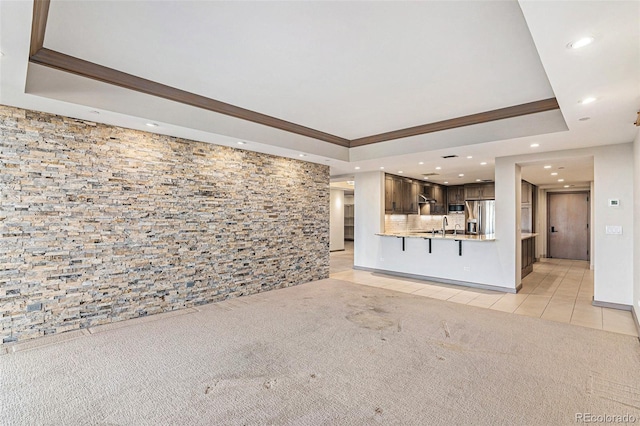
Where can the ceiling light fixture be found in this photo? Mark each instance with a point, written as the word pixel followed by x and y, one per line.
pixel 584 41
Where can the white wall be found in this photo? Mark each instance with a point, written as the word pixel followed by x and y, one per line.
pixel 636 225
pixel 508 216
pixel 613 261
pixel 336 220
pixel 369 216
pixel 541 225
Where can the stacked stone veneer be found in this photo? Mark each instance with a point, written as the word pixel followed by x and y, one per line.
pixel 101 224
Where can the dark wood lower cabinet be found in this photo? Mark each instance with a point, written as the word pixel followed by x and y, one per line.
pixel 528 256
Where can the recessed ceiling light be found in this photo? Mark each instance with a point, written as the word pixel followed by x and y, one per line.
pixel 587 100
pixel 584 41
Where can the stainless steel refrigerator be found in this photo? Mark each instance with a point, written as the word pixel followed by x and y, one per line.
pixel 481 217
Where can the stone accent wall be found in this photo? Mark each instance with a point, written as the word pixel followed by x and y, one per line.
pixel 101 224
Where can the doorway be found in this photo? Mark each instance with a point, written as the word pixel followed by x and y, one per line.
pixel 568 225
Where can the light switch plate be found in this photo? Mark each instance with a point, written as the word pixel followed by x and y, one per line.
pixel 613 230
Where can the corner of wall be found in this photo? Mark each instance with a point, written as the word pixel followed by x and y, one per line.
pixel 636 225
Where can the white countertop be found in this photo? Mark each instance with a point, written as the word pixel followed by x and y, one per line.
pixel 459 237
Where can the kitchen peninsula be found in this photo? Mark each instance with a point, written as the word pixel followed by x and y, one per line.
pixel 407 245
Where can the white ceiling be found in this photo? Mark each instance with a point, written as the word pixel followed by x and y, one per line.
pixel 352 69
pixel 349 68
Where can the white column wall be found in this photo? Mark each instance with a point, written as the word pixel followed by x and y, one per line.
pixel 336 220
pixel 613 266
pixel 508 219
pixel 636 225
pixel 369 217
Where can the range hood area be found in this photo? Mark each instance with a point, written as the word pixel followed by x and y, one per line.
pixel 423 200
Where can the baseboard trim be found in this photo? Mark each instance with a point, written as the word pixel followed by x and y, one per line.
pixel 610 305
pixel 439 280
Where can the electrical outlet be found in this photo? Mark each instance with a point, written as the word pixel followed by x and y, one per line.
pixel 613 230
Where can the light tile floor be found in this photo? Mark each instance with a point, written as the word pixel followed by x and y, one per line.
pixel 557 290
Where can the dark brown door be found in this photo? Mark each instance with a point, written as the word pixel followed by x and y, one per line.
pixel 568 233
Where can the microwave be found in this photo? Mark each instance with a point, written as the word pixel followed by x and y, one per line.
pixel 456 208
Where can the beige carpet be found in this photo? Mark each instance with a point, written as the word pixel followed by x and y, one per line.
pixel 328 352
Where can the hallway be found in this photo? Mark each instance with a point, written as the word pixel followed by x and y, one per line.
pixel 557 290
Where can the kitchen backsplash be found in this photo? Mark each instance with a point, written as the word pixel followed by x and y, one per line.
pixel 403 222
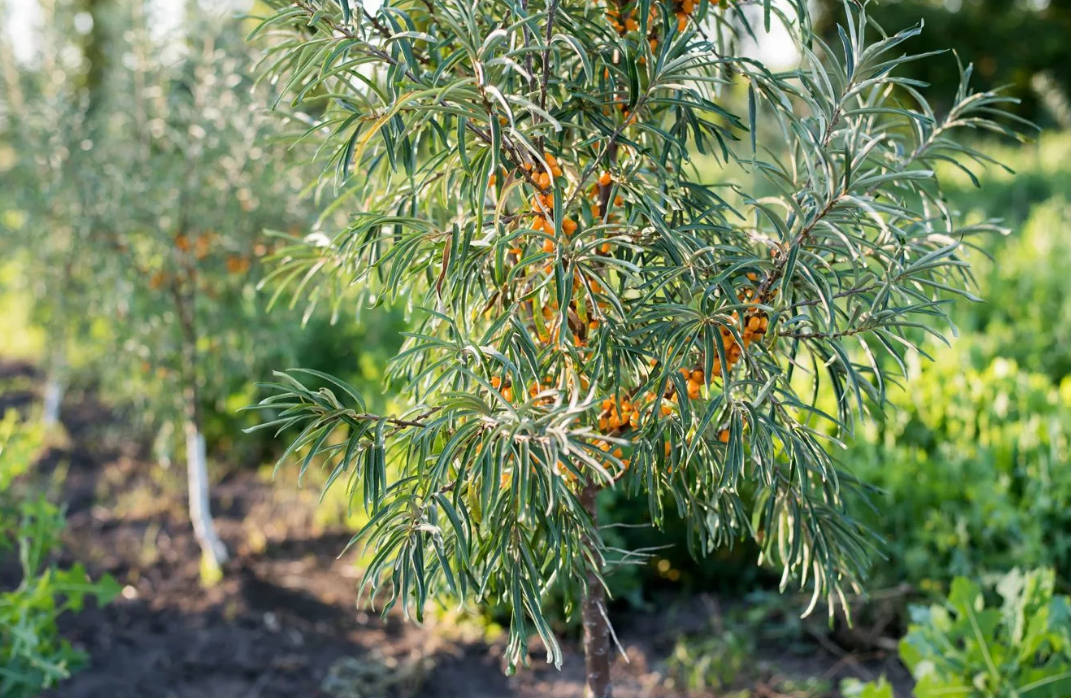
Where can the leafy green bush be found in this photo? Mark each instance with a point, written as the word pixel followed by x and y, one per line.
pixel 32 654
pixel 971 471
pixel 965 647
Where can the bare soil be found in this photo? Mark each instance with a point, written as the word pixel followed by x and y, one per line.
pixel 284 620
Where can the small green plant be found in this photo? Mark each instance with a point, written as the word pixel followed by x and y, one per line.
pixel 32 654
pixel 856 688
pixel 965 647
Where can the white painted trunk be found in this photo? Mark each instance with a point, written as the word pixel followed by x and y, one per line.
pixel 53 399
pixel 200 514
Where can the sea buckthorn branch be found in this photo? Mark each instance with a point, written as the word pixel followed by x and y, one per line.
pixel 588 315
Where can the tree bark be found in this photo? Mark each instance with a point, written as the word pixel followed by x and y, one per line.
pixel 213 552
pixel 54 389
pixel 597 632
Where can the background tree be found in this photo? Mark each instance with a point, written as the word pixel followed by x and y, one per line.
pixel 1019 45
pixel 49 103
pixel 590 315
pixel 145 217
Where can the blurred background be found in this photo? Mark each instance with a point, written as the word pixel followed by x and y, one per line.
pixel 142 187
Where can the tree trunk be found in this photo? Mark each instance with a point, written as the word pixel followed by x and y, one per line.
pixel 213 552
pixel 597 632
pixel 54 390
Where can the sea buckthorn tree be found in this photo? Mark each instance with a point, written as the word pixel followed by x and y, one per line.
pixel 533 180
pixel 145 222
pixel 196 177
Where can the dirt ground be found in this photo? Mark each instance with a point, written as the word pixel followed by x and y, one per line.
pixel 284 620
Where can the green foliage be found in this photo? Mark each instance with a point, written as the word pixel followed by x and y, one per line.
pixel 856 688
pixel 32 655
pixel 966 647
pixel 973 471
pixel 539 319
pixel 974 466
pixel 1012 42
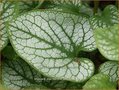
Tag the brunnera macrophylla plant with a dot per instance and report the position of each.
(45, 43)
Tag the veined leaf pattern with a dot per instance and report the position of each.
(8, 11)
(5, 15)
(15, 71)
(107, 42)
(108, 17)
(110, 68)
(72, 2)
(99, 81)
(50, 42)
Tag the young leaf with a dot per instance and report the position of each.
(50, 42)
(110, 68)
(108, 17)
(107, 42)
(99, 81)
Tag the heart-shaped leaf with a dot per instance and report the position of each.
(50, 42)
(108, 17)
(99, 81)
(107, 42)
(110, 68)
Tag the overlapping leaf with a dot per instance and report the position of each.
(107, 42)
(110, 68)
(16, 71)
(9, 10)
(71, 2)
(17, 74)
(5, 15)
(108, 17)
(50, 42)
(99, 81)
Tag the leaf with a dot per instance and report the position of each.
(107, 42)
(16, 74)
(71, 6)
(5, 15)
(9, 10)
(72, 2)
(99, 81)
(108, 18)
(110, 68)
(17, 68)
(50, 42)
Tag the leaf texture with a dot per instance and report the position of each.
(50, 42)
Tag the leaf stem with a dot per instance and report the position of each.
(96, 5)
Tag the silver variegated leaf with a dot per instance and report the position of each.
(72, 2)
(17, 74)
(107, 42)
(50, 42)
(15, 70)
(9, 10)
(108, 17)
(99, 81)
(110, 68)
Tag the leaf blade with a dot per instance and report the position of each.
(48, 57)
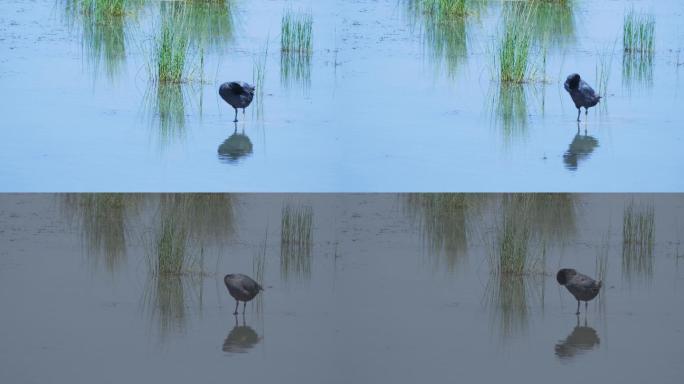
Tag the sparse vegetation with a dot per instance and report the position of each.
(296, 241)
(638, 228)
(638, 32)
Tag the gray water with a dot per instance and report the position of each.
(388, 101)
(386, 288)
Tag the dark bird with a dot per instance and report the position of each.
(242, 288)
(581, 286)
(238, 94)
(581, 148)
(582, 94)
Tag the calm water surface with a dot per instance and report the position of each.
(378, 288)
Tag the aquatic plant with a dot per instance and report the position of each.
(638, 229)
(102, 218)
(508, 297)
(171, 51)
(168, 107)
(296, 48)
(552, 21)
(296, 241)
(210, 23)
(638, 42)
(259, 269)
(514, 51)
(443, 219)
(603, 70)
(296, 32)
(258, 79)
(295, 69)
(510, 109)
(514, 250)
(102, 26)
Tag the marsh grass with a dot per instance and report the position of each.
(296, 241)
(186, 224)
(443, 24)
(552, 21)
(509, 298)
(103, 219)
(296, 32)
(638, 229)
(259, 270)
(509, 106)
(208, 217)
(601, 266)
(638, 43)
(296, 48)
(210, 23)
(258, 79)
(443, 221)
(604, 67)
(174, 56)
(519, 245)
(167, 104)
(103, 30)
(638, 32)
(637, 69)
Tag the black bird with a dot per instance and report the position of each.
(242, 288)
(238, 94)
(582, 94)
(581, 286)
(581, 148)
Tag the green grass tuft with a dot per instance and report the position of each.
(296, 32)
(296, 241)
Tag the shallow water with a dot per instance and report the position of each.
(390, 290)
(387, 102)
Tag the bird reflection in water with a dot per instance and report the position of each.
(241, 338)
(236, 146)
(582, 339)
(580, 149)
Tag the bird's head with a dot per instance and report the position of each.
(564, 275)
(572, 82)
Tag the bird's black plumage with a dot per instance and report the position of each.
(238, 94)
(242, 288)
(581, 93)
(582, 287)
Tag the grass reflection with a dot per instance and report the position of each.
(638, 239)
(444, 220)
(103, 220)
(296, 241)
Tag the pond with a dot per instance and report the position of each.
(357, 287)
(388, 96)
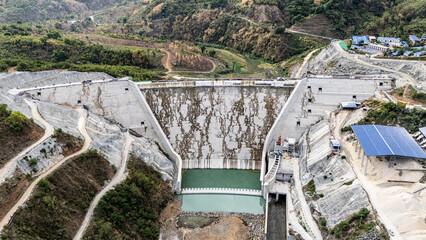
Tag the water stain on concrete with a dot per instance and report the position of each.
(217, 127)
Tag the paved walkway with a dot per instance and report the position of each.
(234, 191)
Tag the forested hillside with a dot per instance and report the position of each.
(256, 27)
(40, 10)
(32, 49)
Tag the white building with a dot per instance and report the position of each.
(377, 47)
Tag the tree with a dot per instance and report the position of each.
(54, 34)
(33, 161)
(16, 122)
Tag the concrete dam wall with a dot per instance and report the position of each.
(217, 127)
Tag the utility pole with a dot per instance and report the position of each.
(233, 67)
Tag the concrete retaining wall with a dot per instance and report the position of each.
(217, 83)
(311, 100)
(162, 138)
(119, 101)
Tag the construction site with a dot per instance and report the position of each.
(246, 158)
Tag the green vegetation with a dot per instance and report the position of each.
(393, 115)
(59, 204)
(33, 161)
(17, 132)
(355, 226)
(132, 208)
(14, 121)
(37, 11)
(51, 51)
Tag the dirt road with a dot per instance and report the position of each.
(48, 131)
(118, 178)
(166, 61)
(354, 58)
(308, 34)
(340, 121)
(87, 141)
(306, 60)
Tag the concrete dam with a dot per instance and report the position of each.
(217, 127)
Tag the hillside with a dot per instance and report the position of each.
(41, 10)
(58, 205)
(17, 133)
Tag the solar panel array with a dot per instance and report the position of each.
(377, 140)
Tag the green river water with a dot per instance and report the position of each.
(222, 203)
(221, 178)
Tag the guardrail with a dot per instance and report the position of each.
(236, 191)
(217, 83)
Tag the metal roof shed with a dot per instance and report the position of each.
(335, 144)
(377, 140)
(349, 105)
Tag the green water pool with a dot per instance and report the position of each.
(222, 203)
(221, 178)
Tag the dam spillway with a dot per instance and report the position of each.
(217, 127)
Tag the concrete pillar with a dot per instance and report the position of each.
(360, 150)
(366, 165)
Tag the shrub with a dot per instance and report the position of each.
(44, 185)
(4, 113)
(33, 161)
(3, 66)
(16, 122)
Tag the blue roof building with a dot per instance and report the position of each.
(335, 144)
(413, 38)
(388, 40)
(357, 39)
(394, 54)
(407, 53)
(377, 140)
(423, 131)
(418, 54)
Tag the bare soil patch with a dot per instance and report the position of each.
(12, 143)
(58, 205)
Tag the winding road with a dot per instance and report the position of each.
(306, 60)
(87, 141)
(354, 58)
(49, 130)
(371, 192)
(118, 178)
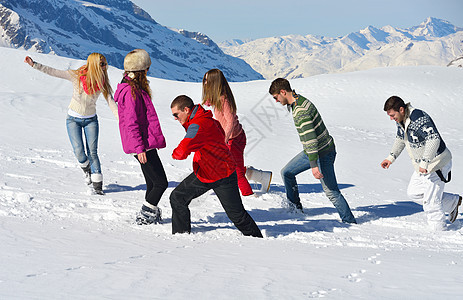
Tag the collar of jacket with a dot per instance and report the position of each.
(191, 116)
(292, 105)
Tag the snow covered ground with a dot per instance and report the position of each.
(57, 241)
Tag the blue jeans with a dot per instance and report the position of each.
(90, 127)
(301, 163)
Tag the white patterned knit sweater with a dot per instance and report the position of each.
(424, 144)
(81, 103)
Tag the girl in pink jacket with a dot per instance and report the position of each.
(217, 93)
(140, 131)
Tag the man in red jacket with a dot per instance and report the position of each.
(213, 168)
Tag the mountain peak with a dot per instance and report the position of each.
(113, 28)
(434, 27)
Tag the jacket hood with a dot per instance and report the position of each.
(122, 89)
(197, 113)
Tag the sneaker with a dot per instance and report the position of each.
(262, 177)
(148, 215)
(454, 213)
(293, 207)
(98, 188)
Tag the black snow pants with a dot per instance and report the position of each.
(228, 193)
(155, 177)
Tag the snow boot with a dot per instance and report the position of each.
(259, 176)
(87, 172)
(454, 213)
(97, 180)
(149, 214)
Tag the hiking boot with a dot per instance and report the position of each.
(454, 213)
(149, 215)
(87, 174)
(262, 177)
(98, 188)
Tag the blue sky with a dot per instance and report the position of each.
(243, 19)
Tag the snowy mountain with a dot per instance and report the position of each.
(58, 241)
(113, 27)
(457, 62)
(434, 42)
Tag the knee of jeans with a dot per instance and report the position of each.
(285, 173)
(332, 194)
(174, 199)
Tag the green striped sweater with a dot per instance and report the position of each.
(313, 133)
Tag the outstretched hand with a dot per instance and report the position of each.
(142, 157)
(29, 61)
(385, 164)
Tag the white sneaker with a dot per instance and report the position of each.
(454, 213)
(262, 177)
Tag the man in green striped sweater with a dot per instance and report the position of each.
(319, 151)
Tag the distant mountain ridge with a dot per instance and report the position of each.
(433, 42)
(113, 27)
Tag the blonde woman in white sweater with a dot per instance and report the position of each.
(88, 81)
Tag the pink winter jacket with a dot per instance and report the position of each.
(138, 122)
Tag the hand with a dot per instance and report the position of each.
(142, 157)
(385, 164)
(316, 173)
(29, 61)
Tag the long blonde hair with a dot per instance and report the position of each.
(215, 85)
(96, 77)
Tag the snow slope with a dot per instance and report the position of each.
(57, 241)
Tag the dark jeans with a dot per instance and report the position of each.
(229, 196)
(155, 177)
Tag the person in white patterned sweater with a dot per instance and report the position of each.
(431, 159)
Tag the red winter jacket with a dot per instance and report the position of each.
(204, 136)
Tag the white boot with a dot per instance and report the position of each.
(262, 177)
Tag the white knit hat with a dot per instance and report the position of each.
(137, 60)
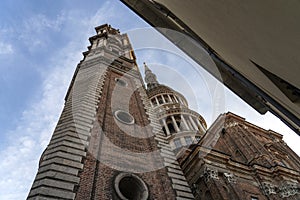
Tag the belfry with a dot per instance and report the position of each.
(120, 139)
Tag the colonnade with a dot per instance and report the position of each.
(178, 123)
(166, 98)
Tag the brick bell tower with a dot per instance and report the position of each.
(108, 143)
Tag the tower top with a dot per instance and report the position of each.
(106, 28)
(150, 78)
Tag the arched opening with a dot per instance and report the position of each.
(124, 117)
(171, 127)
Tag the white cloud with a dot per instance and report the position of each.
(27, 141)
(6, 48)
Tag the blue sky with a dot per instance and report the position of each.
(40, 45)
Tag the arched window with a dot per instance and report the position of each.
(130, 186)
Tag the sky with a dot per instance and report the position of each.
(41, 43)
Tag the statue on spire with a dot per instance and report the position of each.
(150, 78)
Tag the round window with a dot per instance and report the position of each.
(124, 117)
(131, 187)
(121, 82)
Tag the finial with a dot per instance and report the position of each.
(146, 67)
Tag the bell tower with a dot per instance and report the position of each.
(108, 143)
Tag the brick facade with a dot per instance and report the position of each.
(116, 139)
(238, 160)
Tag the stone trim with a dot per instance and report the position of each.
(180, 185)
(60, 165)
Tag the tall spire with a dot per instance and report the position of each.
(150, 78)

:::

_TASK STATEMENT_:
Give the lines from the one containing "Where can the kitchen peninsula" down to the one containing "pixel 423 200" as a two-column CSV with the columns request and answer. Write one row per request and put each field in quotes, with every line break turned into a space.

_REPLY_:
request,answer
"Where can the kitchen peninsula be found in this photo? Mark each instance with a point, written as the word pixel followed by x and y, one per line.","pixel 407 245"
"Where can the white ceiling be found in this photo? Mark each instance with a point, written as the word pixel followed by x and y, one per line.","pixel 352 69 pixel 349 68"
"Where can the white column wall be found in this photo? Mark each instance with a point, written as the word pixel followed by x and y, one per line.","pixel 336 220 pixel 613 266 pixel 508 219 pixel 636 225 pixel 369 217"
"Where can the range hood area be found in this photo? Mark each instance with a point, written as the word pixel followed by x and y, one per line.","pixel 423 200"